EXCERPTED DATA
--- START ---

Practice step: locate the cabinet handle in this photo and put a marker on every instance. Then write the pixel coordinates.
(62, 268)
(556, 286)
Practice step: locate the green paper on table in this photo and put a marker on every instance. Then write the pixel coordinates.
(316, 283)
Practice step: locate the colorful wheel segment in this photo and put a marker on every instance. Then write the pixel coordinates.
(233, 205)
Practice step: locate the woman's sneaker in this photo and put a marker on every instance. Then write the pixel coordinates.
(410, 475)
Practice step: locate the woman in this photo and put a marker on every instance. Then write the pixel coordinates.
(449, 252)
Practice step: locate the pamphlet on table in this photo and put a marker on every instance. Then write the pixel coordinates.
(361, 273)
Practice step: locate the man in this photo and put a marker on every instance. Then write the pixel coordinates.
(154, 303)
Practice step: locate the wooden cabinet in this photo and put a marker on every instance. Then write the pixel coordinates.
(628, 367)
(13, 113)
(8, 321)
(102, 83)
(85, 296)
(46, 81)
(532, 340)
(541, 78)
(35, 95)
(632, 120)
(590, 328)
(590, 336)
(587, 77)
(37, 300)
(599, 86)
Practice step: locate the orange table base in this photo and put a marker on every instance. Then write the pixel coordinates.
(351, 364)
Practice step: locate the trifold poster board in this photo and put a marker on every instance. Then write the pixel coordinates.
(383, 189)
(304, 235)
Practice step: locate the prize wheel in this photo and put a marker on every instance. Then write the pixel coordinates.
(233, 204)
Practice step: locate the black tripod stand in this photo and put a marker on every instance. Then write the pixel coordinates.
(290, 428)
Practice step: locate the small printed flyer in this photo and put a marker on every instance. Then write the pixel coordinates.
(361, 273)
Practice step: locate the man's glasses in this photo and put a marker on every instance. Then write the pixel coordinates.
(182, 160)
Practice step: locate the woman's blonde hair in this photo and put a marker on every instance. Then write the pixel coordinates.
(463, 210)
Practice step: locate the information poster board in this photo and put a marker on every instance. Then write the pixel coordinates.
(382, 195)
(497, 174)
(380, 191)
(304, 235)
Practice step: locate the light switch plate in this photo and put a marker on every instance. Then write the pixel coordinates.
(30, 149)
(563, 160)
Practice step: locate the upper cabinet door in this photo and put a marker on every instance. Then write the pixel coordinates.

--- END ---

AIM OF THE EXERCISE
Set the data down again in full, exactly as given.

ANSWER TO THIS EXERCISE
Practice step: locate the cabinet handle in this photo and put a marker on every instance. Then write the pixel coordinates.
(62, 268)
(556, 286)
Practice step: locate the green paper on table in this photo and put a marker on every instance. Then write the pixel coordinates.
(316, 283)
Practice step: locate the colorful wheel segment in this photo and put a marker on every instance. Then write the pixel coordinates.
(233, 205)
Practice step: locate the woman's sneaker in this photo and put a marker on every instance. Then write the pixel coordinates.
(410, 475)
Practice step: locate the woman in this photo and put a marker on every instance. Then write the pixel coordinates.
(449, 252)
Practice step: locate the pamphlet on table in this photo and put a marker on every instance. Then write the pixel coordinates.
(361, 273)
Practice step: locate the man in this photo and put a marker on every instance. Then write the pixel coordinates.
(154, 303)
Practice step: locate the wooden cabinet in this photo and put a marker on every instance. Then write the pixel coordinates.
(628, 367)
(13, 113)
(8, 321)
(102, 83)
(85, 296)
(46, 81)
(532, 340)
(541, 78)
(35, 95)
(632, 120)
(590, 328)
(590, 336)
(587, 77)
(37, 300)
(599, 86)
Practice step: locate the orange table base in this photo and put a marker on every instance. Then write the pixel coordinates.
(351, 364)
Practice step: locate the trifold poster board in this photo and put a marker on every instance. Then write the pixel coordinates.
(383, 189)
(304, 235)
Practice step: locate the prize wheel in this photo and put a marker on every instance. Then write the pixel coordinates.
(233, 204)
Practice step: locate the black tripod stand in this photo and put a marker on every instance. Then write the pixel coordinates.
(290, 428)
Practice step: locate the small printed flyer in this photo and put a marker on every instance. Then write the pixel coordinates.
(361, 273)
Practice step: locate the man's glasses in this photo and put a marker on every instance. Then write the pixel coordinates.
(182, 160)
Practice step: locate the woman's blonde hair in this photo and put a marker on every instance. Then write the pixel coordinates.
(463, 210)
Practice step: locate the information poster board in this photo and put a marker on every instance. Then write the pixel coordinates.
(382, 195)
(497, 174)
(380, 191)
(304, 235)
Practice step: locate the light switch plate in this photo and put a marker on every instance. Then write the pixel coordinates.
(30, 149)
(563, 160)
Practice step: locate the upper cabinet door in this photo and put a marker on every instance. Then write the pixel coordinates.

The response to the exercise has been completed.